WHAT IS REQUIRED -> Render the lines running from the one that contains "Where exactly in this scan can I find the green grass?" through the one that contains "(137, 15), (220, 63)", both included, as a Markdown table with a Row column for the row number and a Line column for the line itself, skipping any blank lines.

Collected data entries:
___
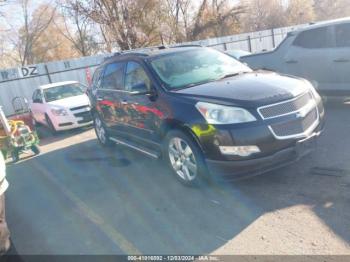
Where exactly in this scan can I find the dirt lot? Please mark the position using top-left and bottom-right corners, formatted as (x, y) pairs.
(3, 105), (350, 254)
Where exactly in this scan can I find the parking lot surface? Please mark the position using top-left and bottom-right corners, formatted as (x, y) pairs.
(6, 105), (350, 254)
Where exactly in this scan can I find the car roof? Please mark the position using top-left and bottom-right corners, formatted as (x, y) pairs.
(103, 45), (205, 64)
(294, 17), (350, 32)
(39, 81), (79, 89)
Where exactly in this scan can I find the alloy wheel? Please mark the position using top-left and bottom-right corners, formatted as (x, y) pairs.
(168, 137), (198, 181)
(95, 117), (106, 144)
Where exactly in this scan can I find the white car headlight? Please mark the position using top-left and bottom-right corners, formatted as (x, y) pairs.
(196, 102), (256, 125)
(51, 108), (68, 116)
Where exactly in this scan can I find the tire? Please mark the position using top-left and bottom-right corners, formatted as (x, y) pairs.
(45, 115), (57, 135)
(11, 150), (19, 163)
(163, 130), (208, 186)
(30, 145), (40, 155)
(94, 114), (114, 147)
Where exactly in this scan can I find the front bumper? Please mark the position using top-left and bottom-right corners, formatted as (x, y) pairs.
(51, 110), (93, 131)
(206, 131), (321, 180)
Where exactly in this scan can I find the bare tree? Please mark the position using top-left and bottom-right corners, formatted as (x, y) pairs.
(54, 1), (97, 56)
(314, 0), (350, 20)
(285, 0), (315, 25)
(241, 0), (287, 32)
(78, 0), (162, 50)
(13, 0), (56, 65)
(188, 0), (245, 40)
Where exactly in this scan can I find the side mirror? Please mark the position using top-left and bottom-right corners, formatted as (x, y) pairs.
(33, 98), (42, 104)
(130, 82), (154, 95)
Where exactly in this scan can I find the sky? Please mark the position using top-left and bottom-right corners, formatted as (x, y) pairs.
(0, 0), (54, 30)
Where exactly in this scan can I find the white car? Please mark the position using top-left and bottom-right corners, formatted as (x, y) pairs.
(30, 81), (92, 132)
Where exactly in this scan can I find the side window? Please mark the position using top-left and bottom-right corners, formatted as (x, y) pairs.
(32, 90), (38, 102)
(293, 27), (331, 49)
(335, 24), (350, 47)
(92, 68), (101, 88)
(32, 89), (43, 103)
(125, 62), (151, 92)
(101, 63), (124, 90)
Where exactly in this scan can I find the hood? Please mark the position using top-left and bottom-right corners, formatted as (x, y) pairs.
(176, 71), (308, 106)
(48, 94), (90, 108)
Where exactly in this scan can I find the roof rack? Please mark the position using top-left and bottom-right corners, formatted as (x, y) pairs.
(170, 44), (203, 48)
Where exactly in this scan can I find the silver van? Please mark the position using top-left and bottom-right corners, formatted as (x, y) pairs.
(241, 18), (350, 96)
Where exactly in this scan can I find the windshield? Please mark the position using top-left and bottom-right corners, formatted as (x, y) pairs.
(151, 48), (251, 89)
(43, 84), (84, 102)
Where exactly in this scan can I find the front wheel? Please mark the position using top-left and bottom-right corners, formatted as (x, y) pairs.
(30, 145), (40, 155)
(94, 114), (113, 146)
(163, 130), (207, 185)
(45, 115), (57, 135)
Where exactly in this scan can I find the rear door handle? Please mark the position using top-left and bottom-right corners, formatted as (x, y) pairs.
(286, 59), (298, 64)
(333, 58), (350, 63)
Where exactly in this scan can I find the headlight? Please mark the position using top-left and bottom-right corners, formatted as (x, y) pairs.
(305, 80), (321, 100)
(196, 102), (256, 125)
(51, 108), (68, 116)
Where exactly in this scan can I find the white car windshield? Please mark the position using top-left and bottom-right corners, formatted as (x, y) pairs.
(43, 84), (84, 102)
(151, 48), (252, 89)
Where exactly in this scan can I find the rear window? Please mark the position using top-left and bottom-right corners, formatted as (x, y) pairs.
(335, 24), (350, 47)
(293, 27), (330, 49)
(101, 63), (124, 90)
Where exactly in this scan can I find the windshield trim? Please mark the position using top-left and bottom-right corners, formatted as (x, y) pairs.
(145, 47), (253, 92)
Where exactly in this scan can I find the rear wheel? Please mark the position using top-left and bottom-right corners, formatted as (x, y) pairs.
(94, 114), (113, 146)
(163, 130), (208, 185)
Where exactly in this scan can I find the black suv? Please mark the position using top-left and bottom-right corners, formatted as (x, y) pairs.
(89, 47), (324, 184)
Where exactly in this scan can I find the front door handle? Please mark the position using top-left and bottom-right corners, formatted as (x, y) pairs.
(333, 58), (350, 63)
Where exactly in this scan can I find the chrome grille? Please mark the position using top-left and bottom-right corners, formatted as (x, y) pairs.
(270, 107), (318, 137)
(258, 92), (313, 119)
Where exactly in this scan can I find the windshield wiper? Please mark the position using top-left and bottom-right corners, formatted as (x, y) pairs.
(217, 71), (248, 80)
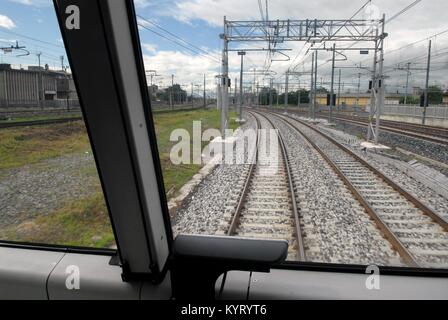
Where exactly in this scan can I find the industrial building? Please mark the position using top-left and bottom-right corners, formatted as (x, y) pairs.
(316, 93), (402, 108)
(0, 64), (78, 108)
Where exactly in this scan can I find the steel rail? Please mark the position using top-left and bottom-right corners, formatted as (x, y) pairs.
(0, 117), (83, 129)
(271, 113), (419, 267)
(276, 111), (448, 232)
(282, 110), (448, 145)
(227, 117), (261, 236)
(254, 112), (306, 261)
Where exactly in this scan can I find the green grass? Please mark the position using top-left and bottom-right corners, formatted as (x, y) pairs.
(0, 121), (90, 169)
(0, 191), (115, 248)
(154, 109), (238, 197)
(0, 114), (80, 123)
(0, 109), (238, 248)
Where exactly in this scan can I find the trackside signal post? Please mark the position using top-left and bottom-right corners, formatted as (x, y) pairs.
(220, 15), (387, 142)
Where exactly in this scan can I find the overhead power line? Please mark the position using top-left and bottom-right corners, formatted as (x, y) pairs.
(137, 15), (220, 63)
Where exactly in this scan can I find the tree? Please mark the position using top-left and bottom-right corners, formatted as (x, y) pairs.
(259, 87), (277, 105)
(157, 84), (187, 103)
(428, 86), (443, 104)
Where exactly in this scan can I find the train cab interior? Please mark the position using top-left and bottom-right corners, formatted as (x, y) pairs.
(0, 0), (448, 301)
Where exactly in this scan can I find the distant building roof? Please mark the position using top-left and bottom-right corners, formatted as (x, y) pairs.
(317, 93), (402, 99)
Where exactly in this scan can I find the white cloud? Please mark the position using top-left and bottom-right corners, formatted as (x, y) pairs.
(142, 43), (157, 54)
(134, 0), (151, 8)
(145, 0), (448, 90)
(0, 14), (16, 29)
(9, 0), (48, 7)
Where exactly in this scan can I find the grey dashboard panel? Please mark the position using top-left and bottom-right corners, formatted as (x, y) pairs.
(140, 272), (172, 300)
(48, 253), (142, 300)
(215, 271), (250, 300)
(247, 269), (448, 300)
(0, 247), (65, 300)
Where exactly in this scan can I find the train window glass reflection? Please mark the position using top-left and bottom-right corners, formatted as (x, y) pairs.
(135, 0), (448, 269)
(0, 0), (115, 248)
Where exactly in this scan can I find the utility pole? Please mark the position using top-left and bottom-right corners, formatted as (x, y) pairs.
(221, 16), (229, 140)
(285, 70), (289, 113)
(422, 40), (432, 125)
(36, 52), (44, 107)
(356, 68), (361, 107)
(375, 14), (386, 144)
(233, 78), (238, 107)
(404, 62), (411, 105)
(238, 51), (246, 121)
(328, 43), (336, 123)
(257, 82), (261, 105)
(277, 83), (280, 109)
(336, 69), (341, 111)
(367, 28), (379, 140)
(170, 74), (174, 109)
(308, 51), (317, 118)
(313, 51), (317, 120)
(191, 82), (194, 108)
(204, 73), (207, 109)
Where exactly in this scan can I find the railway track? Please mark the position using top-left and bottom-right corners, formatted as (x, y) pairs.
(0, 117), (82, 129)
(224, 113), (305, 261)
(269, 113), (448, 268)
(282, 110), (448, 145)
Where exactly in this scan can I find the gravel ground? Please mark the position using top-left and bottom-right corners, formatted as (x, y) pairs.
(314, 122), (448, 221)
(0, 153), (99, 228)
(284, 112), (448, 268)
(328, 121), (448, 164)
(172, 116), (256, 235)
(272, 117), (402, 265)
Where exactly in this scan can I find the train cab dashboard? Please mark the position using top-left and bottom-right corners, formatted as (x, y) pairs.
(0, 0), (448, 300)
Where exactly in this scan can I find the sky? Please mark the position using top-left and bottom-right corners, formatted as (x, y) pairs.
(0, 0), (448, 96)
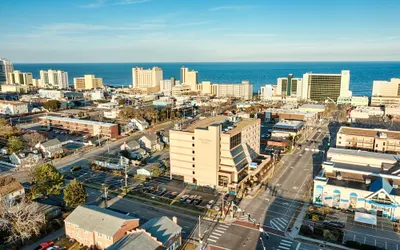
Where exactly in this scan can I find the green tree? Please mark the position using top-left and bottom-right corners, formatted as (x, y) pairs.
(31, 163), (64, 197)
(7, 136), (24, 153)
(0, 118), (17, 137)
(43, 100), (61, 111)
(64, 179), (88, 207)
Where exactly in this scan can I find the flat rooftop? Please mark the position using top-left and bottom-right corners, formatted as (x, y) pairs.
(183, 116), (258, 134)
(338, 127), (400, 140)
(273, 120), (304, 129)
(328, 148), (400, 162)
(39, 115), (116, 127)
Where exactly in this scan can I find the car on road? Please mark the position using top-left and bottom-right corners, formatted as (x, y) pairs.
(323, 221), (345, 228)
(180, 194), (189, 202)
(206, 200), (215, 209)
(34, 241), (54, 250)
(193, 195), (203, 206)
___
EXERCISE RESPONSE ->
| Row | Line |
|---|---|
| 1 | Where exactly in this scan can I find the green grass? Please mark the position using top-left and bottom-right corners, formatted as (x, y) pairs. |
| 2 | (0, 121), (90, 169) |
| 3 | (0, 191), (115, 248) |
| 4 | (154, 109), (238, 197) |
| 5 | (0, 114), (80, 123) |
| 6 | (0, 109), (238, 248) |
| 7 | Where exactly in this scan can I find the trackside signal post? Please mark the position using top-left and bottom-right corners, formatted as (x, y) pairs. |
| 8 | (220, 15), (387, 142) |
| 9 | Where exactly in this scan can I find the overhead power line? Please mark the position using top-left and bottom-right corners, formatted as (x, y) pairs. |
| 10 | (137, 15), (220, 63) |